** GIVEN PROBLEM **
Please pick out and copy every line in the listing below that contains the word "cloth".

** BEGIN SUPPLIED DATA **

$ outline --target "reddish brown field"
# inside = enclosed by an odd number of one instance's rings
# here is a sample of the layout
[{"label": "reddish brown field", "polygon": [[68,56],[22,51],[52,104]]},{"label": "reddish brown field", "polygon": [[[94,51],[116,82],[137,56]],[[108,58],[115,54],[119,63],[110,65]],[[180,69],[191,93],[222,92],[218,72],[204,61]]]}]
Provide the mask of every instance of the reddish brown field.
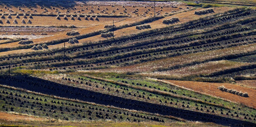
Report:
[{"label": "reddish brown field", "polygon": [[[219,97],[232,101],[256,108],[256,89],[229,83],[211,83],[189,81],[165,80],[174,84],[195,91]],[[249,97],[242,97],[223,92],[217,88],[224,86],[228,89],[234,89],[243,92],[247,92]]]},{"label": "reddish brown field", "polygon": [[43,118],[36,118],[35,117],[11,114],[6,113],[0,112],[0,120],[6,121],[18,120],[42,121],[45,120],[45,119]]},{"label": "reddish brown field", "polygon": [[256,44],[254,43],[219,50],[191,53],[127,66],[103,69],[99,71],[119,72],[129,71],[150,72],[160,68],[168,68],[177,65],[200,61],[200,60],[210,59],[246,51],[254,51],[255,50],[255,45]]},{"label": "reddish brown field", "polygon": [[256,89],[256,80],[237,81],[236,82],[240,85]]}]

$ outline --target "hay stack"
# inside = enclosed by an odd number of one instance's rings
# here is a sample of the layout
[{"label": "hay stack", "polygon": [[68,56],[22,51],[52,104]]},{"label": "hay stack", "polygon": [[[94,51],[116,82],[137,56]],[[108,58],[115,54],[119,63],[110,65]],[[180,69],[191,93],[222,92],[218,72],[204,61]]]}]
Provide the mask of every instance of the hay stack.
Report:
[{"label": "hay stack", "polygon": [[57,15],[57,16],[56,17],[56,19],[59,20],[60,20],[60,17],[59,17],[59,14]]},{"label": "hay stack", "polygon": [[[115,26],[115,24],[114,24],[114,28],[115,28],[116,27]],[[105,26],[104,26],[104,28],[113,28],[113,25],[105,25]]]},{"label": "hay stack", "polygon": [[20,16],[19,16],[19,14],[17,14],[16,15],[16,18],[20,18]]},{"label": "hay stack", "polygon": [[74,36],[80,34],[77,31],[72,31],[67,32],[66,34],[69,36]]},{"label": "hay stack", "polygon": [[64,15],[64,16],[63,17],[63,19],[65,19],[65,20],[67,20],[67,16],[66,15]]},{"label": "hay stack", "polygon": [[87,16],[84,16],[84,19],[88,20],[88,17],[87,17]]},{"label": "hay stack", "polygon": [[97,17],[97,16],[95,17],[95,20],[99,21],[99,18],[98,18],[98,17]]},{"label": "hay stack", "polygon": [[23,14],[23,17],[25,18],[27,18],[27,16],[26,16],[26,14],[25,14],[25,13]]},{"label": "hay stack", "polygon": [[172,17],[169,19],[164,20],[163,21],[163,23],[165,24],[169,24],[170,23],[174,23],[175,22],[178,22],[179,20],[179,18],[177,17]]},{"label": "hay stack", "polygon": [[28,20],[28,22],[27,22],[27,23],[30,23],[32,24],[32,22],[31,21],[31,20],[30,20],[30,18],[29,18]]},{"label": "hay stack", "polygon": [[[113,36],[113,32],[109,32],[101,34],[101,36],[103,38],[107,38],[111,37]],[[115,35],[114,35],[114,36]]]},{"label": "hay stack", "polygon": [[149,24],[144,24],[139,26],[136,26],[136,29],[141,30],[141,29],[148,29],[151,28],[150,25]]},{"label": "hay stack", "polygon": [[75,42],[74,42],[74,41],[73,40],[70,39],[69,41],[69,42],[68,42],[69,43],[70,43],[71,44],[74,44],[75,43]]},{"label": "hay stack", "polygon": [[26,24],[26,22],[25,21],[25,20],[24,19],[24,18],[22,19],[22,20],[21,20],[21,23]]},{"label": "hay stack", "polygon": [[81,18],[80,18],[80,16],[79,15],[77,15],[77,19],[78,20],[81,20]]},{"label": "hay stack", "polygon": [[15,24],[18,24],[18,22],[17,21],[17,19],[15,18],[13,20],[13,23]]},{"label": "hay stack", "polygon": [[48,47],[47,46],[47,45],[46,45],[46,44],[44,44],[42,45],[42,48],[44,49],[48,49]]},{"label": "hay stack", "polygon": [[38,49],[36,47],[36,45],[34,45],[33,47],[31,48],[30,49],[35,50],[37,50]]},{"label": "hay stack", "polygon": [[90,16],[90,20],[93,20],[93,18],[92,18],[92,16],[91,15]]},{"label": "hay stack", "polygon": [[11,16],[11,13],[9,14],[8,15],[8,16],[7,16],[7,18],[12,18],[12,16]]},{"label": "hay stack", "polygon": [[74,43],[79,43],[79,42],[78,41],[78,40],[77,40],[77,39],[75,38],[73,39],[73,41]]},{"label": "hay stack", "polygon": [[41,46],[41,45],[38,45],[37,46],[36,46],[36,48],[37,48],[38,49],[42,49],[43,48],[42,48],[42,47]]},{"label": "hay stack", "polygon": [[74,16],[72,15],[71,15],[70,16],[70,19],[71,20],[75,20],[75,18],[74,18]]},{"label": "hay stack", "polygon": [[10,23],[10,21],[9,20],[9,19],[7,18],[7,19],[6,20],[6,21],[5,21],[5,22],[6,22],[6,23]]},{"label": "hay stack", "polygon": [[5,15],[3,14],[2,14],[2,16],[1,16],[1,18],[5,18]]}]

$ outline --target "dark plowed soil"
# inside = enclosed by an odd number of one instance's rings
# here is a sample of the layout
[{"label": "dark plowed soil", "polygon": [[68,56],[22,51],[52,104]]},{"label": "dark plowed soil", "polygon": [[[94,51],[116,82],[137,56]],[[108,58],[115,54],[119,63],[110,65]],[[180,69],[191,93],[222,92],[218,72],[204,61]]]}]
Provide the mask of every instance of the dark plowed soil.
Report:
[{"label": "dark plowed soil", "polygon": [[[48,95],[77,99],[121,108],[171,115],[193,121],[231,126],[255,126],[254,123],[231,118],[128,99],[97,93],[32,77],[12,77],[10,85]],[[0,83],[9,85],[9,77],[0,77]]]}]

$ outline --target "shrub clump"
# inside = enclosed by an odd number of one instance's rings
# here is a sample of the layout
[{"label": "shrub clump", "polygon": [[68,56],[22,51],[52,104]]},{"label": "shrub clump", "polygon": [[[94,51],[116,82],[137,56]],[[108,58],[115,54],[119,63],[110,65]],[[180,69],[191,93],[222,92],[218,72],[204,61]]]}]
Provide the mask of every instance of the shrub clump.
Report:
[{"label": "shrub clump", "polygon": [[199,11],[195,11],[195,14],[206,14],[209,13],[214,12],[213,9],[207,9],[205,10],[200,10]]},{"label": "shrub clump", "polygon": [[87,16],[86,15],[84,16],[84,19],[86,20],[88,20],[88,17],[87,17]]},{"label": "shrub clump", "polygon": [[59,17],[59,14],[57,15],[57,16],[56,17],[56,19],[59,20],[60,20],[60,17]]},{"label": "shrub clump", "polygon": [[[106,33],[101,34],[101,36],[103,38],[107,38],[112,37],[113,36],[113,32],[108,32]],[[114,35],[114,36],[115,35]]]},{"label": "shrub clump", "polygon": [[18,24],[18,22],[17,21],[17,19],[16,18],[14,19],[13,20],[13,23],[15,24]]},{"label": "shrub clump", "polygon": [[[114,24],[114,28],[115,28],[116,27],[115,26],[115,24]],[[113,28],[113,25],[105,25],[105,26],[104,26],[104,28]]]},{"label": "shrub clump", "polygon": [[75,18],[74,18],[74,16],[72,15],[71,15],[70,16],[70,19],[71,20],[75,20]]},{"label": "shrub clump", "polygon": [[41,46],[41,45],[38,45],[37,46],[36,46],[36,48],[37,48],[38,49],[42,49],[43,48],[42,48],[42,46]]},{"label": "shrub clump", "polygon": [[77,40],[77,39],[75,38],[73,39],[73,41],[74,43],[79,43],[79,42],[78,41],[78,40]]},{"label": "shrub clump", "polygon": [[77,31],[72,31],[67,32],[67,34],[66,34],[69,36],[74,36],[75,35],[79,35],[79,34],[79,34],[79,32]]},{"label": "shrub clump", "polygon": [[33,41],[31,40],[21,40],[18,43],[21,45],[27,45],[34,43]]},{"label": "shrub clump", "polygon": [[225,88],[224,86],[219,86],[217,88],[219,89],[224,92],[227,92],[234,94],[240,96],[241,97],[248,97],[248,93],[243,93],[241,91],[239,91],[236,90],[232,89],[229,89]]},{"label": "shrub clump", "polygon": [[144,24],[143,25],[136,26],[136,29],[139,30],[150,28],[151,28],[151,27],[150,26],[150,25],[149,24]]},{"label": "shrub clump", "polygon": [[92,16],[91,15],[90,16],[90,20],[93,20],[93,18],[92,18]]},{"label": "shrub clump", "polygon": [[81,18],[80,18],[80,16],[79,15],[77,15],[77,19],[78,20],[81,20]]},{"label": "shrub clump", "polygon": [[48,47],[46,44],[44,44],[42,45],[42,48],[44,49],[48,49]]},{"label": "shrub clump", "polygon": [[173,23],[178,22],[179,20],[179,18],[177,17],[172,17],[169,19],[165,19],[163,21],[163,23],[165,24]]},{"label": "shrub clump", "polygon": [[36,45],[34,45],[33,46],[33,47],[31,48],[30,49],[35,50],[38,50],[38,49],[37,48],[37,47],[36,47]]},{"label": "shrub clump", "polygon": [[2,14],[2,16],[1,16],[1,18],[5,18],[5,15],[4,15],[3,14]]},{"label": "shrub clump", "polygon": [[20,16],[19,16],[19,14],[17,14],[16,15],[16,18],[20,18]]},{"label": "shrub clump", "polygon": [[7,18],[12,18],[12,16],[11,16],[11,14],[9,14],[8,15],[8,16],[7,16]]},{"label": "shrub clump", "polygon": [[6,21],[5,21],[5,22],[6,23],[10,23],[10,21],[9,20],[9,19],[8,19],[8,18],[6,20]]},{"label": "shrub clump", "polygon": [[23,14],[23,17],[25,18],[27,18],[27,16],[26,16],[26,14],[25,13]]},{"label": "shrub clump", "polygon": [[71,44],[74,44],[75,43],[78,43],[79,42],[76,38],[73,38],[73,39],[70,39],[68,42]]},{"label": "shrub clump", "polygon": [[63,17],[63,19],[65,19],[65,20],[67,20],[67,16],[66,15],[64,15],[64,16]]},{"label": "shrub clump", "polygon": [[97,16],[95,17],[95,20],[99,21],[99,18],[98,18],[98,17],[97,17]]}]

** END SUPPLIED DATA **
** BEGIN SUPPLIED DATA **

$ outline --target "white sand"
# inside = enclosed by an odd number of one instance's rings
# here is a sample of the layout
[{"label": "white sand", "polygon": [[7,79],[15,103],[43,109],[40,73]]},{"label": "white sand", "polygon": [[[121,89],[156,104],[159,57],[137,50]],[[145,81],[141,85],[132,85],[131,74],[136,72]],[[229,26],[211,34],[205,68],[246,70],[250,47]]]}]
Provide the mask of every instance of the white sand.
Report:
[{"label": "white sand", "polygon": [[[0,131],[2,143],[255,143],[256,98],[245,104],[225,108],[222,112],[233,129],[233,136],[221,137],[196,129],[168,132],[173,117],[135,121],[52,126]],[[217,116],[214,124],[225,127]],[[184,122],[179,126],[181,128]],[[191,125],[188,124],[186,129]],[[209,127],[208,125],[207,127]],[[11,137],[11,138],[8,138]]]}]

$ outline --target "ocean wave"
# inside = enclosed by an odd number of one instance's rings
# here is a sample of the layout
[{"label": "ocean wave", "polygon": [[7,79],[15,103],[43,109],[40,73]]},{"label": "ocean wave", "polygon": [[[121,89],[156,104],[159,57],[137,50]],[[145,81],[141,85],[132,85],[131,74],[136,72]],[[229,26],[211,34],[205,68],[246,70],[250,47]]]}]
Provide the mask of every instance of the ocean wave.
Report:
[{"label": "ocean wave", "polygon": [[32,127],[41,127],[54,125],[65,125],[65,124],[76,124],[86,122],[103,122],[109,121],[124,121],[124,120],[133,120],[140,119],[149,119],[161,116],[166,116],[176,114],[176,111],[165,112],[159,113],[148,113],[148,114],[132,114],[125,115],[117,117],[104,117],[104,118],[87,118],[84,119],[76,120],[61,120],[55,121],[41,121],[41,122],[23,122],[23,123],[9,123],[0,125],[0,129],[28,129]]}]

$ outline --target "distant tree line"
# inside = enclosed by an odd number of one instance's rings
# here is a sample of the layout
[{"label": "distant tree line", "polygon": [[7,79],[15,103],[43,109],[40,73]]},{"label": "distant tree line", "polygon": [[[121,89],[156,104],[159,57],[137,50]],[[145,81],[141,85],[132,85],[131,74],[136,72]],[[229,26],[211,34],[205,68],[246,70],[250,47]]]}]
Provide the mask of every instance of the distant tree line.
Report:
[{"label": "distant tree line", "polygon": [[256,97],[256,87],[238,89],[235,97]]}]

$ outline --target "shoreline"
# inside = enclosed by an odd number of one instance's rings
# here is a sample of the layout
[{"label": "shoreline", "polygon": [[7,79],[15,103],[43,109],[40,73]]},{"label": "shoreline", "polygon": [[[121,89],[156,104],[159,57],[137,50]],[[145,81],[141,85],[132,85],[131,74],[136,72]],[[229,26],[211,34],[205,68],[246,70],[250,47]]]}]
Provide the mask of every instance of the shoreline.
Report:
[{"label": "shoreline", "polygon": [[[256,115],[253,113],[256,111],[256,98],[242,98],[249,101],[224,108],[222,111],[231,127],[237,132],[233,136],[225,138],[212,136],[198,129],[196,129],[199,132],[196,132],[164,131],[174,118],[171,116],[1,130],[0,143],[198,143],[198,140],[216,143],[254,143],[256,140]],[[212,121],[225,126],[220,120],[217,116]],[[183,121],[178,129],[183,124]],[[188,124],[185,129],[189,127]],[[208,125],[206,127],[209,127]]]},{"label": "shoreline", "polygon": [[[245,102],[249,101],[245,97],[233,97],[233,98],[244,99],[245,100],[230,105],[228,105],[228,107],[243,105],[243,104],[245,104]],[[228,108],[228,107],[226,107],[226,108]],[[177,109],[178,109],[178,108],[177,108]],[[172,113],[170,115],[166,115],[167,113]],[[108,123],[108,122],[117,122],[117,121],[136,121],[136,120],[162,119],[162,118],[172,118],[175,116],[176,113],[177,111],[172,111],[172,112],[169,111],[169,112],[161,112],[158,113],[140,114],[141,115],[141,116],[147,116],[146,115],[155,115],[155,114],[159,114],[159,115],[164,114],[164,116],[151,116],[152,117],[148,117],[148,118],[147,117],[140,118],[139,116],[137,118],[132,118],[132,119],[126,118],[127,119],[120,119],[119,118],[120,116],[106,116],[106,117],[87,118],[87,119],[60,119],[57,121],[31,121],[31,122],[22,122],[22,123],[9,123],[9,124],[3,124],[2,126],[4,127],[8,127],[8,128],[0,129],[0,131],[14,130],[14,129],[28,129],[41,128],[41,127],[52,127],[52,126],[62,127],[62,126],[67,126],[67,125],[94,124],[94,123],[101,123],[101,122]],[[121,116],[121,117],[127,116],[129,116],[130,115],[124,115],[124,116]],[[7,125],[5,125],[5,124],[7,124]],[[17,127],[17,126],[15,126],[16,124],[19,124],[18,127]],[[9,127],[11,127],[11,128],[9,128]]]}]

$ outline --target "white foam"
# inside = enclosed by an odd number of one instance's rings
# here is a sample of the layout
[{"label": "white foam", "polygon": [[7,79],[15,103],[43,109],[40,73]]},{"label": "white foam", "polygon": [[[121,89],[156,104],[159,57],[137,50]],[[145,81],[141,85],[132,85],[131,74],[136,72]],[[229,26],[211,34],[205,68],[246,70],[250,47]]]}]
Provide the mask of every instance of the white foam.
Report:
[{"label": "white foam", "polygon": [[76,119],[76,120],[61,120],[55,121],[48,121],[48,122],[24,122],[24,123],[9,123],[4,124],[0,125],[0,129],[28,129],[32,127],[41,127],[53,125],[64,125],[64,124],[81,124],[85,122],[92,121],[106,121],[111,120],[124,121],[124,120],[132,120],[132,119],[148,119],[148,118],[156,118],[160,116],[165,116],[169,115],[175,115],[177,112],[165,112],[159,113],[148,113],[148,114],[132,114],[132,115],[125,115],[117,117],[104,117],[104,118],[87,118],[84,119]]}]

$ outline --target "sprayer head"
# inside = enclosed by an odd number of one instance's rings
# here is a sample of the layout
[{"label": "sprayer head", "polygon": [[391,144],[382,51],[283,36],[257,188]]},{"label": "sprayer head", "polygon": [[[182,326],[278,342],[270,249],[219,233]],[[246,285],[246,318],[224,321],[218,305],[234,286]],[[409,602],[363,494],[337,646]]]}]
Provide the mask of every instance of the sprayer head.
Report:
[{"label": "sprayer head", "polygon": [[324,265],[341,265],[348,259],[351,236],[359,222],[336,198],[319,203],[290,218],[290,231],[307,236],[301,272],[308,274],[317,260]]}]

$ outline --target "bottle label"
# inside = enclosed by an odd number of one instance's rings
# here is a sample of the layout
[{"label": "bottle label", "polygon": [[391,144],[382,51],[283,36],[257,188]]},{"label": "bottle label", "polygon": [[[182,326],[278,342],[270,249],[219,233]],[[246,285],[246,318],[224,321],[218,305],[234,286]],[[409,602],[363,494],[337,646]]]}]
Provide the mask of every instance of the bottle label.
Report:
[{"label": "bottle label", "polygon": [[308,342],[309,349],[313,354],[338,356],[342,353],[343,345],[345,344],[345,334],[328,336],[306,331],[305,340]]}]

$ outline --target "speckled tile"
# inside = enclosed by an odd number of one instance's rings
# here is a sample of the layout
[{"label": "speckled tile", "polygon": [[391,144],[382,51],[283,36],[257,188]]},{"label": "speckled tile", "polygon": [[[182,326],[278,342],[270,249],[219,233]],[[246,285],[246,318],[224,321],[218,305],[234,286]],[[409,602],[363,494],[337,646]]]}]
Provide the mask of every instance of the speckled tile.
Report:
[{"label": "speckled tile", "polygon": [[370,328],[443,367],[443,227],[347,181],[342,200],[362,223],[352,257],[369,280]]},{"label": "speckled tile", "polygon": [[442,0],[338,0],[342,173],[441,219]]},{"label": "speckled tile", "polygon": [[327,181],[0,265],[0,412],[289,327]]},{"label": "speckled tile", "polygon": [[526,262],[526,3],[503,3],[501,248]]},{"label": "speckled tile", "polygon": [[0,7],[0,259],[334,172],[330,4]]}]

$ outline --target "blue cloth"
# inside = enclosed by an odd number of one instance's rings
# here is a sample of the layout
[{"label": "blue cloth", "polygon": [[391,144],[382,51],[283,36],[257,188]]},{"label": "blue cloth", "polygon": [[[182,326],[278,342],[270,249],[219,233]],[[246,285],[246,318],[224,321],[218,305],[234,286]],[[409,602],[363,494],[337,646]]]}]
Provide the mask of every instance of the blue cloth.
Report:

** END SUPPLIED DATA **

** OUTPUT BELOW **
$ outline --target "blue cloth"
[{"label": "blue cloth", "polygon": [[391,144],[382,51],[283,36],[257,188]]},{"label": "blue cloth", "polygon": [[[182,326],[278,342],[270,249],[219,233]],[[246,285],[246,318],[224,321],[218,305],[234,286]],[[409,602],[363,494],[337,646]]]}]
Provide the mask of every instance of the blue cloth.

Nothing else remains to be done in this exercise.